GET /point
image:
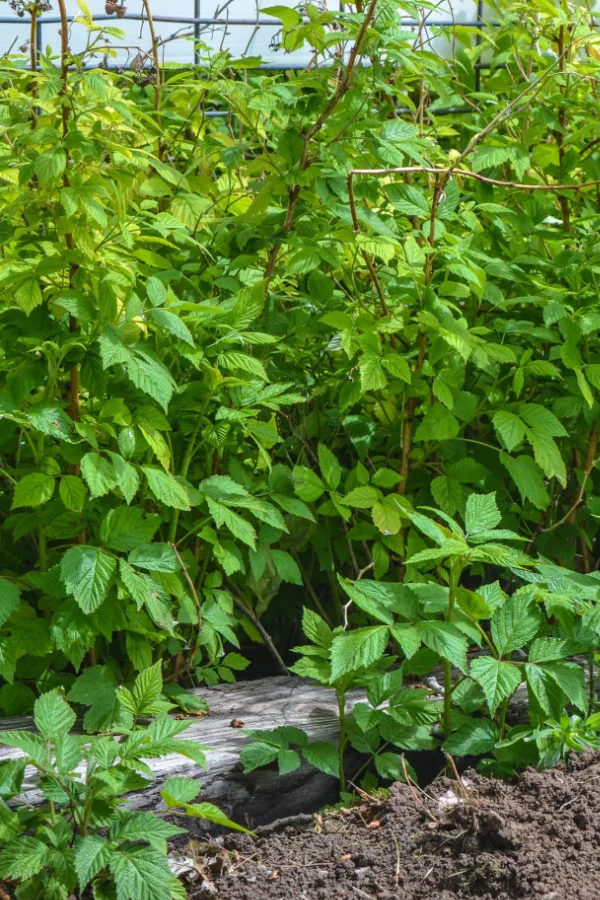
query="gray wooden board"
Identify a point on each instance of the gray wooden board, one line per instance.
(259, 796)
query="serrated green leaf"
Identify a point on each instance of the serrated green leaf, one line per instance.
(482, 513)
(72, 492)
(362, 497)
(258, 754)
(98, 473)
(166, 488)
(52, 714)
(514, 624)
(474, 738)
(323, 756)
(286, 566)
(357, 649)
(330, 467)
(141, 872)
(92, 854)
(9, 599)
(499, 680)
(509, 428)
(446, 640)
(87, 574)
(307, 484)
(33, 490)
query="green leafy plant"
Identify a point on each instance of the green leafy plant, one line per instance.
(78, 833)
(273, 359)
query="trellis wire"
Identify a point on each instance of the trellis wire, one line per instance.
(196, 22)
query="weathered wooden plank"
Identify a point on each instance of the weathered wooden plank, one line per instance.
(259, 796)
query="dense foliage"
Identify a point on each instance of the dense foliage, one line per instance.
(252, 323)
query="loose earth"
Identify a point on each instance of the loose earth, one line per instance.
(536, 838)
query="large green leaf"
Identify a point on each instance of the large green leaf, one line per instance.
(33, 490)
(357, 649)
(166, 488)
(514, 624)
(482, 513)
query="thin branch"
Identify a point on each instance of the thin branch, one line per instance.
(243, 607)
(307, 136)
(190, 582)
(415, 796)
(589, 464)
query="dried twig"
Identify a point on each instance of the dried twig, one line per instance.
(243, 607)
(415, 796)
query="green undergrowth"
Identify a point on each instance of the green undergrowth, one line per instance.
(297, 367)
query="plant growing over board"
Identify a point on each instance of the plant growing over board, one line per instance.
(78, 834)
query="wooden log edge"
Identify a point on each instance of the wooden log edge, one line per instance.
(261, 796)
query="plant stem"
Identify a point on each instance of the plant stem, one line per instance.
(341, 698)
(241, 604)
(185, 465)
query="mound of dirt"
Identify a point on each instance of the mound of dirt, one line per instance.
(537, 838)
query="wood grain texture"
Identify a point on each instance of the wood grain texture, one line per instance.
(260, 796)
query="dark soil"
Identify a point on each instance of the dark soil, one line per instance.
(538, 838)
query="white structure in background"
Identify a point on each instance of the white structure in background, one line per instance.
(243, 30)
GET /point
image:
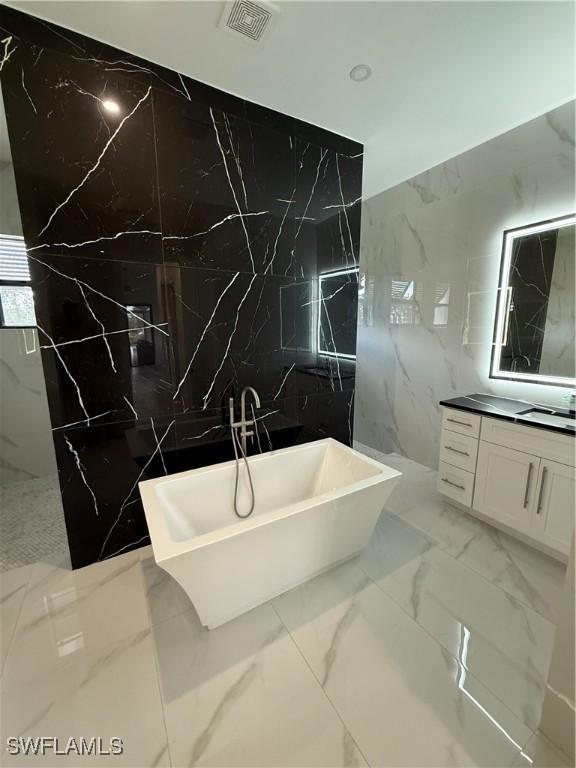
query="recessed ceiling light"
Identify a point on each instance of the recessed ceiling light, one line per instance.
(110, 106)
(360, 72)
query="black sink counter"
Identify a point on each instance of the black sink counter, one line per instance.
(509, 410)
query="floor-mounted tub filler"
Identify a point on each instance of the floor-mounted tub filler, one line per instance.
(316, 505)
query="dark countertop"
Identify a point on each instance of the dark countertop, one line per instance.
(508, 409)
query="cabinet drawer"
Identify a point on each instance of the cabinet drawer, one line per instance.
(456, 483)
(458, 450)
(533, 440)
(463, 422)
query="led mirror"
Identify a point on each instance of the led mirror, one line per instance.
(534, 330)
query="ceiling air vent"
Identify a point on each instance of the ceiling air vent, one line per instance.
(251, 20)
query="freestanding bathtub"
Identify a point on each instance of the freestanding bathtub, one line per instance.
(316, 505)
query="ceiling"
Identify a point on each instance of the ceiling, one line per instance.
(446, 75)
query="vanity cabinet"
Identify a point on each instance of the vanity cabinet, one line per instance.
(522, 478)
(505, 485)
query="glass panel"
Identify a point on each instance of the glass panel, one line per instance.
(17, 305)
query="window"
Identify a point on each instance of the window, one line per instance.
(16, 302)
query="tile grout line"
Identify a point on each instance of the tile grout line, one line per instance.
(442, 649)
(17, 622)
(328, 699)
(439, 543)
(468, 567)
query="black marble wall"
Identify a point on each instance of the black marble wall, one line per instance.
(176, 249)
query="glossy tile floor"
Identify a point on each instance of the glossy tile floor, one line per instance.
(430, 649)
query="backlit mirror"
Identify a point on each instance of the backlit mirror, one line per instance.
(534, 330)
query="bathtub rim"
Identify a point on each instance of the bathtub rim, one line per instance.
(165, 547)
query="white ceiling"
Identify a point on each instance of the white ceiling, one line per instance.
(446, 75)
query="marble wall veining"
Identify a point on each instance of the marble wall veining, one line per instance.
(430, 258)
(175, 242)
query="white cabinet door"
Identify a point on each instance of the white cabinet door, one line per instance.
(554, 509)
(505, 485)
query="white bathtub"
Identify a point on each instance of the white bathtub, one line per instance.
(316, 505)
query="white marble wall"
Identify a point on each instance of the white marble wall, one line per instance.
(430, 256)
(26, 447)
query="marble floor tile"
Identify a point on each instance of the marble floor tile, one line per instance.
(500, 640)
(525, 573)
(66, 613)
(522, 571)
(111, 693)
(394, 544)
(13, 586)
(541, 753)
(242, 695)
(405, 700)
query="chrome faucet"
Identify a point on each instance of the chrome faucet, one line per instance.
(244, 422)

----

PROBLEM TO WORK ON
Only the pictures are to be left out; the rest of the material above should be printed verbatim.

TASK ANSWER
GET /point
image:
query="gray wooden board"
Identify a point on each instance of the gray wooden board, one line per instance.
(259, 796)
query="serrated green leaf"
Identify a point on each instance of the serrated green leaf, one line per instance.
(482, 513)
(72, 492)
(362, 497)
(258, 754)
(98, 473)
(166, 488)
(52, 714)
(514, 624)
(474, 738)
(323, 756)
(286, 566)
(357, 649)
(330, 467)
(141, 872)
(92, 854)
(9, 599)
(499, 680)
(509, 428)
(446, 640)
(87, 574)
(307, 484)
(33, 490)
query="green leafy plant"
Identify a point on each instance of the green leafy plant, one line per instance.
(78, 833)
(273, 359)
query="trellis wire"
Identify a point on each instance of the trellis wire, one line per instance.
(196, 22)
query="weathered wooden plank"
Identify a point on each instance of the weathered wooden plank, one line per instance.
(259, 796)
query="dense foliage"
Identify a point on each instance of the dense foliage, one line per instance.
(252, 323)
query="loose earth"
Identify a point on each instance of the loose earth, one line per instance.
(536, 838)
query="large green leaf"
Identify a point on each instance of the large green leaf, one line per instance.
(33, 490)
(357, 649)
(166, 488)
(514, 624)
(482, 513)
query="thin branch"
Identify a point on each instance of the thin branch, one line per instance.
(243, 607)
(307, 136)
(190, 582)
(415, 796)
(589, 464)
query="dried twig"
Identify a point on each instance of the dried twig, one line per instance.
(243, 607)
(415, 796)
query="green undergrowth"
Identify a point on each instance of the green undergrowth, one line per instance.
(297, 367)
query="plant growing over board"
Identify a point on each instance of the plant growing over board, one line per instance.
(78, 834)
query="wooden log edge"
Identify a point on each instance of the wooden log edge, one line per instance.
(261, 796)
query="plant stem"
Identify a point on each instance of the plant stem, one line per instance.
(341, 698)
(241, 604)
(185, 465)
query="mound of dirt"
Identify a point on each instance of the mound of dirt, one line per instance.
(537, 838)
query="wood grain texture"
Identify a point on each instance of the wood grain texture, one line per instance.
(260, 796)
query="dark soil"
Identify a point on each instance of the dark soil, one line per instance.
(538, 838)
query="white structure in background"
Identify a point on each instance of the white structure in background, one line per instance.
(243, 30)
GET /point
image:
query="recessed ceiling light"
Identify a point on each instance of the recessed ceiling light, one line per instance.
(110, 106)
(360, 72)
query="black sink counter"
Identify a point on each instance of the black sink counter, one line per instance.
(509, 410)
query="floor-mounted tub filler"
Identify a point on each instance of the floor-mounted tub filler, one line per instance.
(316, 505)
query="dark countertop"
Identify a point on each instance of the dark countertop, one line per instance.
(508, 409)
query="cabinet drawer"
Identify a point on each instance of the cabinet drawer, one line per instance.
(456, 483)
(458, 450)
(533, 440)
(463, 422)
query="led mirror"
Identify a point on each instance of the led mirror, one line per instance.
(534, 330)
query="ceiling air vent"
Identify a point on each instance of the ceiling air vent, one line per instance.
(251, 20)
query="freestanding bathtub"
Identify a point on each instance of the freestanding bathtub, one line per instance.
(316, 505)
query="ceiling"
Identify a point on each instance of the ceiling, one line per instance.
(446, 75)
query="vanity cabinet"
Identify a point on each instance of the vanity cabinet, one line per instance.
(522, 478)
(505, 485)
query="glass panel"
Identify a point on each instance of the glass panel, one line per instance.
(17, 305)
query="window"
Identify a point on each instance of the window, one line per instance.
(16, 302)
query="tile grout line"
Identify a point on each instance of the tile grout line, one line per instance.
(442, 649)
(17, 622)
(328, 699)
(439, 543)
(468, 567)
query="black marble wall"
Identify a point on each instance of the black marble wall, one line per instance.
(176, 249)
query="glossy tile floor"
Identify a point on each instance of the glossy tile floor, one line per instance.
(430, 649)
query="backlit mirror"
Identify a point on each instance of the backlit mirror, one line per instance.
(534, 330)
query="bathtub rim"
Identify a point on each instance of the bathtub rim, one line per instance.
(165, 547)
query="white ceiling"
Identify a point on each instance of the white ceiling, one line per instance.
(446, 75)
query="marble wall veining"
Identify a point on each instance of the marble wall veining, one line per instance.
(430, 258)
(175, 242)
query="white cabinet door"
Identify a point on each instance of the white cabinet door, one line per instance.
(554, 509)
(505, 485)
query="white bathtub"
Identify a point on each instance of the white bathtub, one line per instance.
(316, 505)
query="white marble wall"
Identify a point on each instance of the white marble wall, one line per instance.
(430, 256)
(26, 447)
query="marble floor tile"
Identify a point on each instance of the marble floor tile, one line per instance.
(500, 640)
(525, 573)
(66, 613)
(522, 571)
(111, 693)
(394, 544)
(13, 586)
(541, 753)
(242, 695)
(405, 700)
query="chrome faucet"
Identify a point on each instance of the chrome faucet, one line per instance.
(244, 422)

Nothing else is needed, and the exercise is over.